The entries below should be output exactly as written.

begin Data provided

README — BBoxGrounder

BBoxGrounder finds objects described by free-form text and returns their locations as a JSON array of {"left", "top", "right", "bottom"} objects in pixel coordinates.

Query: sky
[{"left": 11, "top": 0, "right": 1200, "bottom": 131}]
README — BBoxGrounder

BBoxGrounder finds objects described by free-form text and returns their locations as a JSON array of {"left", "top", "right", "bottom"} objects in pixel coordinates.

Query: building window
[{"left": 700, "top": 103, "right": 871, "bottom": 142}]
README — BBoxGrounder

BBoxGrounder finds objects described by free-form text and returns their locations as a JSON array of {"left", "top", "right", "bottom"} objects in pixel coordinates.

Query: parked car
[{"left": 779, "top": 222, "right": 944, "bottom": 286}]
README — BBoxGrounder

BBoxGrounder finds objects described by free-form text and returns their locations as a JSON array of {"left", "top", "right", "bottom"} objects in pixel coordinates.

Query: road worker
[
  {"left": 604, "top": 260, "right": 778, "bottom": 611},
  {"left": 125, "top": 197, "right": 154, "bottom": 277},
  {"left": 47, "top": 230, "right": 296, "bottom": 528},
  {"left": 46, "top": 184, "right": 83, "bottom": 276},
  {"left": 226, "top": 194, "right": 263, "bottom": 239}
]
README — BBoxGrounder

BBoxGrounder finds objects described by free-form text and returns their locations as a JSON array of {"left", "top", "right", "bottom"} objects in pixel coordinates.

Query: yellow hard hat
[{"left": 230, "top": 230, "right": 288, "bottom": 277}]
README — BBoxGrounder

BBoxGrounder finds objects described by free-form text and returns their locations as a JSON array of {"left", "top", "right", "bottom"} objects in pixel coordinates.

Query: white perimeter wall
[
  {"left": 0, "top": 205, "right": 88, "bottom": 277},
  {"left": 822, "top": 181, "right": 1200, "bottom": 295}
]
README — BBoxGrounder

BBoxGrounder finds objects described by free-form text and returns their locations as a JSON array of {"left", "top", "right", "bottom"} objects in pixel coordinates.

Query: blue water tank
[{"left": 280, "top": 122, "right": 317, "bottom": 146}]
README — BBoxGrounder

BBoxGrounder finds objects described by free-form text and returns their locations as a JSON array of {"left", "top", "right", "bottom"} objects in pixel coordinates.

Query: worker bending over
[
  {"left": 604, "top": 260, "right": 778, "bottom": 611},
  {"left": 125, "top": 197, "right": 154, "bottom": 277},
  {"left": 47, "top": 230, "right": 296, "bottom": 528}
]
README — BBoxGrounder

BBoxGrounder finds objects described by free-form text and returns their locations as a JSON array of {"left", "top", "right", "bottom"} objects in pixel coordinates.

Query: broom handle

end Data provided

* Answer to this task:
README — BBoxGrounder

BBoxGrounder finds objects described by free-form text and returns their locations as a JSON array of {"left", "top", "right", "bottom"} objects in pixel coordinates.

Query: sky
[{"left": 11, "top": 0, "right": 1200, "bottom": 131}]
README — BBoxGrounder

BBoxGrounder finds objects described by free-form text and returns their locations as a JSON array of {"left", "top", "right", "bottom"} objects in pixel coordinates.

Query: building window
[{"left": 700, "top": 103, "right": 871, "bottom": 142}]
README — BBoxGrounder

BBoxGrounder finds objects described by free-form text and returns their locations as a JSON array of {"left", "top", "right", "bottom"} objects in pixel coordinates.

Query: parked car
[{"left": 779, "top": 222, "right": 944, "bottom": 286}]
README — BBoxGrounder

BBoxGrounder finds objects described by free-form text and returns their locations as a JSON array of {"left", "top", "right", "bottom"} objects in pixel coordinates.

Query: road worker
[
  {"left": 604, "top": 260, "right": 778, "bottom": 611},
  {"left": 125, "top": 197, "right": 154, "bottom": 277},
  {"left": 47, "top": 230, "right": 296, "bottom": 528},
  {"left": 46, "top": 184, "right": 83, "bottom": 276},
  {"left": 226, "top": 194, "right": 263, "bottom": 239}
]
README — BBoxGrounder

BBoxGrounder finds objects described by free-form text and returns their locations as a JSON array of {"left", "top", "right", "bottom"} objects in pixel coordinates.

Query: yellow hard hat
[{"left": 230, "top": 230, "right": 288, "bottom": 277}]
README — BBoxGrounder

BBoxGrounder finds objects described by free-form text and returns their locations as a JSON array of {"left", "top", "right", "bottom"} objects in pixel coordinates.

Query: white perimeter wall
[
  {"left": 0, "top": 205, "right": 88, "bottom": 277},
  {"left": 822, "top": 181, "right": 1200, "bottom": 295}
]
README — BBoxGrounder

BBoxGrounder finds objects described by free-form text and returns their locations as a JSON array of {"left", "top", "right", "bottom"} objects in pixel coordinates.

Query: blue water tank
[{"left": 280, "top": 122, "right": 317, "bottom": 146}]
README — BBoxGrounder

BBoxGrounder finds objects described by free-form text and returns their locations as a JSON array of {"left", "top", "right", "bottom"} objects in pixel coordinates.

Query: worker bending over
[
  {"left": 604, "top": 260, "right": 778, "bottom": 611},
  {"left": 125, "top": 197, "right": 154, "bottom": 277},
  {"left": 47, "top": 230, "right": 296, "bottom": 528}
]
README — BBoxGrounder

BBoxGrounder finds objects described by free-form text and returns their locations as a JSON array of {"left", "top", "right", "bottom"} objects in pixel coordinates.

Query: broom handle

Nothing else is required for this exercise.